Exercises
A – Answer these questions using the article about Repressed Records.
(i) What does the neatly dressed office worker buy, and for how much?
(ii) How many years younger than Sammut is Warnock?
(iii) In what suburb was the shop located in 2004, and how far from Sydney is it?
B – Edit the part of the article about Repressed Records starting with "Sammut's business partner, Nic" and going on through "behind the counter.", and write it out with "stool" replaced by "chair".

Selection

--------

Ahead of their 15th anniversary Opera House showcase, the two owners of the beloved Sydney record store trace their often-turbulent history.
The shop is uncharacteristically busy for a Tuesday evening, Chris Sammut tells me. The founder and co-owner of Repressed Records fidgets behind the counter, straightening various home-printed flyers, adjusting the volume of the CD player and apologising to me, a loop only broken by duty, as the next in a steady stream of customers approach: a neatly dressed office worker buying a pair of near-new CDs for eighteen bucks; a Uni-aged denim jacket scruff picking up Angie's new LP; a shy, stick-thin kid perusing every shelf, thumbing through the zine collection near the door, gazing up to the selected vinyl 'staff picks', before enquiring about the cost of a free street press magazine; a mum trying to hurry along her flock of primary school-aged children while simultaneously negotiating the selection of a specific second-hand DVD as a birthday gift for one of them, refusing requests for Austin Powers, Mad Max (the original), the Rocky trilogy boxset, before settling on 22 Jump Street for $6.
Sammut's business partner, Nic Warnock, enters, weaving through the categorised vinyl stacks and narrow aisles and the scattering of ten-minutes-before-close browsers. Laptop under arm and visibly flustered, he recalls his day of tech glitches - email attachments and corrupted zips and unopenable design files - to all in earshot, before settling on a stool behind the counter.
Some sixteen years Sammut's junior, Warnock sports shoulder-length locks, a paintbrush moustache and an assertive manner. He speaks in stream-of-consciousness stories, darting between recollections of scrappy Adelaide indie-rock weirdos, Lindsay Low Hand, and his teenage love of Wu-Tang Clan with an unfiltered, opinionated passion that's in stark contrast to Sammut's reserved, matter-of-fact manner, every sentence of the latter measured twice before commenced. They're an odd couple.
No surprise then that their paths only crossed through chance circumstances.
"I walked in and there were all these signifiers that this was a shop of interest to me," Warnock recalls of the first time he stepped foot in Repressed Records in 2004. The shop, at the time located in Penrith - a suburb 50 kilometres west of Sydney - immediately drew the then 17-year-old in with the "proto-punk, CBGBs scene and first-wave U.K. punk stuff on the walls."

--------

(Stored entries)
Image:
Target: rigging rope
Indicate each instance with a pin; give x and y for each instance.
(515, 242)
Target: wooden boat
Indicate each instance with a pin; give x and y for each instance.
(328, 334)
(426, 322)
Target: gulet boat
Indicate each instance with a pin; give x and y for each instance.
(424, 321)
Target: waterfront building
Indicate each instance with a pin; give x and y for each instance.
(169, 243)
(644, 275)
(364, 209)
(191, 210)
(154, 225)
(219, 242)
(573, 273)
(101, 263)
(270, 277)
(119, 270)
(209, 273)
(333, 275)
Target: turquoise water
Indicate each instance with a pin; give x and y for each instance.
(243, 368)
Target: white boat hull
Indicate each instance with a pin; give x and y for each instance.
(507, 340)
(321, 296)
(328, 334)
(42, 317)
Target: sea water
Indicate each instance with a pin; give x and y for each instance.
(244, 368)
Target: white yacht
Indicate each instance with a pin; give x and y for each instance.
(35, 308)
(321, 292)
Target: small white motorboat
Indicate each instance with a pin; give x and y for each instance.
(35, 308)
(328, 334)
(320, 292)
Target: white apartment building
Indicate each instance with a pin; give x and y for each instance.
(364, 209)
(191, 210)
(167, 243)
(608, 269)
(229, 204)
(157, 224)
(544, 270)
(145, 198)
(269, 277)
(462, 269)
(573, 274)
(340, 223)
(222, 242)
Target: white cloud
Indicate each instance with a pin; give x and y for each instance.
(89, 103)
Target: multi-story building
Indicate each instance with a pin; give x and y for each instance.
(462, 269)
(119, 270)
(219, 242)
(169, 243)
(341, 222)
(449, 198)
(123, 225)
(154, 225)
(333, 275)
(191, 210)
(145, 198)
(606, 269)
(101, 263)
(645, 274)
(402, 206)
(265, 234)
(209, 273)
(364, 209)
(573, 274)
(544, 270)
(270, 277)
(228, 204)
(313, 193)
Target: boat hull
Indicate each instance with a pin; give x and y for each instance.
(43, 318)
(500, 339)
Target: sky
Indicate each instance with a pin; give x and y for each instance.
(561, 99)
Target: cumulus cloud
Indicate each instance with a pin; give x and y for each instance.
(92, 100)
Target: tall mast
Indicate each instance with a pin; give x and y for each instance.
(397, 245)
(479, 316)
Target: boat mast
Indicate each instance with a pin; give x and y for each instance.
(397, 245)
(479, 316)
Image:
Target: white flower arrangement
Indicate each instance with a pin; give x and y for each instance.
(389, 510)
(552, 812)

--------

Answers to the tasks
A –
(i) A pair of near-new CDs for eighteen bucks.
(ii) Sixteen years.
(iii) Penrith, 50 kilometres west of Sydney.

B –
Sammut's business partner, Nic Warnock, enters, weaving through the categorised vinyl stacks and narrow aisles and the scattering of ten-minutes-before-close browsers. Laptop under arm and visibly flustered, he recalls his day of tech glitches - email attachments and corrupted zips and unopenable design files - to all in earshot, before settling on a chair behind the counter.